• **The task**
Write the data out again, exactly as given.

%%

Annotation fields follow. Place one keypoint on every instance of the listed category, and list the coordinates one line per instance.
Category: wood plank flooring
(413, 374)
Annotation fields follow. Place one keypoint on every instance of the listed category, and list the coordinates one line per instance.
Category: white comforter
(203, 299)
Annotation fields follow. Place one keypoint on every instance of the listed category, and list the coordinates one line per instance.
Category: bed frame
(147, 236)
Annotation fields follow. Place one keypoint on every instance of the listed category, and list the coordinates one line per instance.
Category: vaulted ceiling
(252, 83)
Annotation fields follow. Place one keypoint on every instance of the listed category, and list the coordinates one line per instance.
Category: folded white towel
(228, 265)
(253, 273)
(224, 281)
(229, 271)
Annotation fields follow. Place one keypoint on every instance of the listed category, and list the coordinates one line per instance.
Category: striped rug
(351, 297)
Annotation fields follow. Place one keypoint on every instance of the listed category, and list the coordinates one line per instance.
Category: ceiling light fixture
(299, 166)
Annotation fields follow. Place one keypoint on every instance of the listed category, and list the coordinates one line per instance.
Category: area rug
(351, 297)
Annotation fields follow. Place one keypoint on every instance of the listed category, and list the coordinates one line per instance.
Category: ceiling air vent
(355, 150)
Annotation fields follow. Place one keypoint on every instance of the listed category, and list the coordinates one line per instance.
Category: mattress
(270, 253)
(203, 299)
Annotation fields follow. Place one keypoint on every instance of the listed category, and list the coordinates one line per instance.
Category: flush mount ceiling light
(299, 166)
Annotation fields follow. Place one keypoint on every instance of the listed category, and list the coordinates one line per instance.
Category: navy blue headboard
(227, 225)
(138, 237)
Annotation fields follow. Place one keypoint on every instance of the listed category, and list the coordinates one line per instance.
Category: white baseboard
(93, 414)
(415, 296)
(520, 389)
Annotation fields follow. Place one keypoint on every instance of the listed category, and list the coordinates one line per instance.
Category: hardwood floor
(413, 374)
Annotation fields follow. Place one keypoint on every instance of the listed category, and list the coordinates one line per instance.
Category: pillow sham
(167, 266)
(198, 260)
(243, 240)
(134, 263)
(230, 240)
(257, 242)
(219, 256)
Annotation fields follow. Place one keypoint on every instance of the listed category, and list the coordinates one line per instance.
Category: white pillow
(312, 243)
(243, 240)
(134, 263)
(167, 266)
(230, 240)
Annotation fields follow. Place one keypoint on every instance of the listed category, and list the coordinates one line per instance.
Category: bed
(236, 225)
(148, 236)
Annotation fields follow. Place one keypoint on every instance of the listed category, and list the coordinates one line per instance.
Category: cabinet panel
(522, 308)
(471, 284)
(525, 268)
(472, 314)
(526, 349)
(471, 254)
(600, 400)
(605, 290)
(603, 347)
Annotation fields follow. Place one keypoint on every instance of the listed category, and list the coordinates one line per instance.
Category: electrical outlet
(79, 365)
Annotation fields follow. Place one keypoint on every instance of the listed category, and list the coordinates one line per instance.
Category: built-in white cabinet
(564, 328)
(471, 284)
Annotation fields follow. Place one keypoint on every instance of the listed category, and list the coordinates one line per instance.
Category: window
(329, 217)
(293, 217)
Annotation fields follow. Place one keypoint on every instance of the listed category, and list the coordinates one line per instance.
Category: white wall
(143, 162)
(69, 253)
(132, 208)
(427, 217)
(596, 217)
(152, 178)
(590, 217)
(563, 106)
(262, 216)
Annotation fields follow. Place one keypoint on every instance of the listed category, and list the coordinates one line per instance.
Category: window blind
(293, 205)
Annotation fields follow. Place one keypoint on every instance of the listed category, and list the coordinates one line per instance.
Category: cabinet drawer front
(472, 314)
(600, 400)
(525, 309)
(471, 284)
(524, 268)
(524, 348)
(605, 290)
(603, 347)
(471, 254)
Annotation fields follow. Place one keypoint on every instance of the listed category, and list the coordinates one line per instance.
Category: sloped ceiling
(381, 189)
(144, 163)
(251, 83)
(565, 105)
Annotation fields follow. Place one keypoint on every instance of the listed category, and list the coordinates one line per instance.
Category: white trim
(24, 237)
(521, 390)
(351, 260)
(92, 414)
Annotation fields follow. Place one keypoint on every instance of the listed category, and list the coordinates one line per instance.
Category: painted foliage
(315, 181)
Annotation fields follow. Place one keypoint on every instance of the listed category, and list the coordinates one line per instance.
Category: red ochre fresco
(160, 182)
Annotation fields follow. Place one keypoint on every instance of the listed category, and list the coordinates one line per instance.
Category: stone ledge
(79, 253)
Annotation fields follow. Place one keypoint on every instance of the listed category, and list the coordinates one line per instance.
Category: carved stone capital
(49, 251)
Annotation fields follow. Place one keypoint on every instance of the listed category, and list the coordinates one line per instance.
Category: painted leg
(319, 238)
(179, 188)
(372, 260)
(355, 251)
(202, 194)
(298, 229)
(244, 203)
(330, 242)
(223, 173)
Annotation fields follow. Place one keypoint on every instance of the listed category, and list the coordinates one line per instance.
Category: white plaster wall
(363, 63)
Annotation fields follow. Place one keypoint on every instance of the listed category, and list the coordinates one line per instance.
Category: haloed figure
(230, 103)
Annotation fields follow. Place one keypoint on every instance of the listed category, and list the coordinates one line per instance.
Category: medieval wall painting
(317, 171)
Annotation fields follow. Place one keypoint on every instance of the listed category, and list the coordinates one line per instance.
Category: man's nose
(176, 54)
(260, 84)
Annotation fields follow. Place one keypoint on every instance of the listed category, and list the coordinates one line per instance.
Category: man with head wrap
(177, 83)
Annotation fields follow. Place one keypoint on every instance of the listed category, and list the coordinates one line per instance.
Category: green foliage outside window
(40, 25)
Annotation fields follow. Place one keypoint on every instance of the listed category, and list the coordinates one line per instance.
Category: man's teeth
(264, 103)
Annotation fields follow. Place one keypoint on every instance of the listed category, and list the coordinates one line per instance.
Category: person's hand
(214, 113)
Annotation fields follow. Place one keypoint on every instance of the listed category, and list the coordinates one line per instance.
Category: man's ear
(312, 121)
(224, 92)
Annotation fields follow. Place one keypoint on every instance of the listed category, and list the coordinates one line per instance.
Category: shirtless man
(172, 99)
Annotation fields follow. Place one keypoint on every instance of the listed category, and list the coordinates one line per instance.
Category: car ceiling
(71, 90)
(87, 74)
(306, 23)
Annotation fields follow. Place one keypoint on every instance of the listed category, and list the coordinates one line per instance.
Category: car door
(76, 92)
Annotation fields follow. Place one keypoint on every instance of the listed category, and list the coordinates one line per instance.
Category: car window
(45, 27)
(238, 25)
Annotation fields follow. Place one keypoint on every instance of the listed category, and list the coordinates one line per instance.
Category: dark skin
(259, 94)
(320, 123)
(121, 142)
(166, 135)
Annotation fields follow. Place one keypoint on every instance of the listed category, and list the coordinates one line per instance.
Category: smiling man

%%

• **Solution to the problem**
Annotation fields follow. Place one keypoint on every instance of the listed category, and list the coordinates one line per instance.
Category: wood plank flooring
(413, 374)
Annotation fields follow. Place one keypoint on every instance of the listed category, and list the coordinates one line per instance.
Category: white comforter
(203, 299)
Annotation fields follow. Place one keypoint on every instance of the listed category, and list the coordinates one line per instance.
Category: bed frame
(147, 236)
Annotation fields follow. Place one keypoint on every instance of the listed category, and list the coordinates one line per instance.
Category: vaulted ceiling
(252, 83)
Annotation fields follow. Place one keypoint on every instance of the listed category, and list the coordinates one line per instance.
Category: folded white towel
(228, 265)
(253, 273)
(224, 281)
(229, 271)
Annotation fields follow. Place one keypoint on every instance of the listed category, and list the coordinates one line per instance.
Category: striped rug
(351, 297)
Annotation fields follow. Place one keypoint on every instance of the listed category, and list the coordinates one line per instance.
Category: ceiling light fixture
(299, 166)
Annotation fields follow. Place one keypoint on every instance of the listed category, and list the coordinates one line per instance.
Category: area rug
(351, 297)
Annotation fields follow. Place one keypoint on every instance of the listed category, and list the coordinates one line per instance.
Category: ceiling air vent
(355, 150)
Annotation fields follow. Place one keypoint on every instance of the listed category, and list the coordinates one line per instance.
Category: mattress
(270, 253)
(203, 299)
Annotation fields follow. Place one keypoint on every instance of the listed category, and list the coordinates one line per instance.
Category: flush mount ceiling light
(299, 166)
Annotation fields follow. Place one keypoint on every instance of the listed category, and list the coordinates one line per instance.
Category: navy blue headboard
(227, 225)
(138, 237)
Annotation fields follow. Place one keypoint on every instance of the listed category, and list the coordinates one line per instance.
Category: white baseboard
(93, 414)
(415, 296)
(520, 389)
Annotation fields follow. Place one keypoint on every instance of the listed category, and list the coordinates one line per instance.
Category: hardwood floor
(413, 374)
Annotation fields follow. Place one keypoint on every instance of the listed category, and list the coordinates one line per instance.
Category: pillow sham
(167, 266)
(198, 260)
(243, 240)
(134, 263)
(230, 240)
(257, 242)
(219, 256)
Annotation fields follow. Place one keypoint on every instance of the listed category, and list the coordinates one line per instance.
Category: white pillow
(312, 243)
(243, 240)
(134, 263)
(167, 266)
(230, 240)
Annotation fields follow. Place one keypoint on every instance of the listed category, and list the coordinates one line per instance.
Category: bed
(236, 225)
(148, 236)
Annotation fields follow. Place one keypoint on every instance of the listed category, and list the coordinates one line per instance.
Category: cabinet panel
(522, 308)
(471, 284)
(525, 268)
(472, 314)
(526, 349)
(471, 254)
(600, 400)
(605, 290)
(603, 347)
Annotation fields follow. Place one keypoint on every instance of the listed category, and list the coordinates one line per instance.
Category: electrical outlet
(79, 365)
Annotation fields follow. Place one keypoint on every instance of the listed category, and list the coordinates one line per instance.
Category: built-in white cabinet
(564, 328)
(471, 284)
Annotation fields follow. Place one keypoint on every instance of the listed category, and list the coordinates one line per instance.
Category: window
(329, 217)
(293, 217)
Annotation fields follow. Place one keypoint on every instance of the listed category, and list the coordinates one line per instance.
Category: white wall
(143, 162)
(69, 253)
(132, 208)
(427, 217)
(596, 217)
(152, 178)
(590, 217)
(563, 106)
(262, 216)
Annotation fields follow. Place one keypoint on every instance of the listed category, and list the coordinates one line per instance.
Category: window blind
(293, 205)
Annotation fields follow. Place one keypoint on every instance of the listed category, and list the coordinates one line per instance.
Category: cabinet drawer front
(472, 314)
(600, 400)
(525, 309)
(471, 284)
(524, 268)
(524, 348)
(605, 290)
(603, 347)
(471, 254)
Annotation fields follow. Place one keypoint on every instance of the listed category, and list the coordinates one line per instance.
Category: sloped ceiling
(381, 189)
(144, 163)
(251, 83)
(565, 105)
Annotation fields follow. Place one keypoint on every instance of the listed category, and list the coordinates one line per instance.
Category: white trim
(24, 237)
(521, 390)
(351, 260)
(92, 414)
Annotation fields follow. Place one keypoint on every instance of the listed category, and list the coordinates one line per instance.
Category: painted foliage
(315, 181)
Annotation fields follow. Place one keypoint on every instance of the listed category, and list the coordinates one line per instance.
Category: red ochre fresco
(160, 182)
Annotation fields follow. Place one keypoint on every instance of the listed category, and list the coordinates one line per instance.
Category: stone ledge
(79, 253)
Annotation fields follow. Place one keypoint on every instance of the listed category, and list the coordinates one line per instance.
Category: carved stone capital
(49, 251)
Annotation fields follow. Place one keypoint on every instance of the listed category, and list the coordinates one line per instance.
Category: painted leg
(319, 238)
(179, 188)
(372, 260)
(355, 251)
(202, 194)
(298, 229)
(244, 203)
(330, 242)
(223, 173)
Annotation fields follow. Place one keypoint on every instance of the listed category, and list the coordinates one line per instance.
Category: white plaster wall
(363, 63)
Annotation fields follow. Place one keypoint on every instance of the listed category, and list the coordinates one line per instance.
Category: haloed figure
(230, 103)
Annotation fields follow. Place one keypoint on every instance of the listed category, and list the coordinates one line per instance.
Category: medieval wall painting
(317, 171)
Annotation fields follow. Place one keypoint on every instance of the listed category, and list the coordinates one line per instance.
Category: man's nose
(176, 54)
(260, 84)
Annotation fields follow. Place one keypoint on every instance of the listed category, and list the coordinates one line per instance.
Category: man with head wrap
(177, 83)
Annotation fields follow. Place one keypoint on every instance of the listed category, and list the coordinates one line per instance.
Category: green foliage outside window
(40, 25)
Annotation fields follow. Place one keypoint on every instance of the listed category, and list the coordinates one line per instance.
Category: man's teeth
(264, 103)
Annotation fields follow. Place one keypoint on every instance of the listed category, and list the coordinates one line per instance.
Category: person's hand
(214, 113)
Annotation fields follow. Place one keypoint on every instance of the listed category, and list the coordinates one line per instance.
Category: man's ear
(312, 121)
(224, 92)
Annotation fields follow. Place one keypoint on every instance of the listed category, and list the coordinates one line per instance.
Category: shirtless man
(172, 99)
Annotation fields follow. Place one keypoint on every instance of the listed category, and list the coordinates one line per instance.
Category: car ceiling
(71, 90)
(87, 74)
(306, 23)
Annotation fields follow. Place one keypoint on every instance of the listed category, and list the coordinates one line per instance.
Category: car door
(76, 92)
Annotation fields follow. Place one keypoint on every instance of the listed category, and list the coordinates one line per instance.
Category: car window
(45, 27)
(238, 25)
Annotation fields follow. Place one keypoint on every instance of the listed category, and list the coordinates one line per instance.
Category: dark skin
(259, 94)
(320, 123)
(121, 142)
(166, 135)
Annotation fields follow. Place one keypoint on every instance of the listed category, and list the coordinates one line per instance.
Category: smiling man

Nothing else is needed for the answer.